Every line with the string "provide" should be copied from the data.

_ _ _

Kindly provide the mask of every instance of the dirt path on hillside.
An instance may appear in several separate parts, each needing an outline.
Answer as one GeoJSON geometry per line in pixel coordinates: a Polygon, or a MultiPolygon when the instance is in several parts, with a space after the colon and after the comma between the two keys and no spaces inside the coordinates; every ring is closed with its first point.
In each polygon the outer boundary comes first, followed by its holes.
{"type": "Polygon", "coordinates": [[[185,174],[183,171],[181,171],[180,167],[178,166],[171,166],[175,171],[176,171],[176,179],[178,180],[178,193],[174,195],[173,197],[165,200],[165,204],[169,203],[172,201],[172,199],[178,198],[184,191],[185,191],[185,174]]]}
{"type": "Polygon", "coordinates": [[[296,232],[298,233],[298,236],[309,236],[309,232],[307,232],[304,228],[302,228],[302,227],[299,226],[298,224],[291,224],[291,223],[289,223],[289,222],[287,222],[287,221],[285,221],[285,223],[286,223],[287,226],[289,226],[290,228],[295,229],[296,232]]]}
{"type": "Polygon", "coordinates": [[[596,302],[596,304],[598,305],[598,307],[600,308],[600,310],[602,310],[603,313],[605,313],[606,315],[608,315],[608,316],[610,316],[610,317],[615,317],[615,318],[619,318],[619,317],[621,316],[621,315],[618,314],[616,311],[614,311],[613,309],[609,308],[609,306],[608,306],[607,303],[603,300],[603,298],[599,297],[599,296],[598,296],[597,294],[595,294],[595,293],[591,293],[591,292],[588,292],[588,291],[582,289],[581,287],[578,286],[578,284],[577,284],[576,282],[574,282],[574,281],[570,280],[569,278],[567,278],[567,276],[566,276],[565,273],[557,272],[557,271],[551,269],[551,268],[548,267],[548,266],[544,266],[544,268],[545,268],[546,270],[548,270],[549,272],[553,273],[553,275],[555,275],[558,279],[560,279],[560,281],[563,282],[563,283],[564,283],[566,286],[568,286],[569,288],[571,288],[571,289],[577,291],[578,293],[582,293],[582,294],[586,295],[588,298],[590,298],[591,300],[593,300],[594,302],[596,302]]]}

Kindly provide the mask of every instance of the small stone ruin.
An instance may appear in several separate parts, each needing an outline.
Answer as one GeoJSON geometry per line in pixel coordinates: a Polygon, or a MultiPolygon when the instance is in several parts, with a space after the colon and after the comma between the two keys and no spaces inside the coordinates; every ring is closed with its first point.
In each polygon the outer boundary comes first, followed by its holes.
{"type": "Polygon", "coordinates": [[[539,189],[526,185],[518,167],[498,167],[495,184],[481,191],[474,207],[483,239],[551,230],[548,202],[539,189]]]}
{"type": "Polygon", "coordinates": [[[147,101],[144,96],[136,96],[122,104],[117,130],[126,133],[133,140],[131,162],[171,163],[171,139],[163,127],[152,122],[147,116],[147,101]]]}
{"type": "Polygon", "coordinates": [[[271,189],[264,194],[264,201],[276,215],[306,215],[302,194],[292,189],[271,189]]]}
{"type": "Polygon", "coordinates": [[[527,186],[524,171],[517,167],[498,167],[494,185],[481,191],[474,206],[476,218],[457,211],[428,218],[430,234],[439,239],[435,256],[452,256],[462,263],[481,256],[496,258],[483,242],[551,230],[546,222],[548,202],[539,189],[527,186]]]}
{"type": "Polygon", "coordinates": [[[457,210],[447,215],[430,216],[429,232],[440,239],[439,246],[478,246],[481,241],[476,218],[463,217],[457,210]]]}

_ _ _

### [YOUR SOLUTION]
Kindly provide the mask of every instance of the dirt path on hillside.
Kindly provide the mask of every instance of the small stone ruin.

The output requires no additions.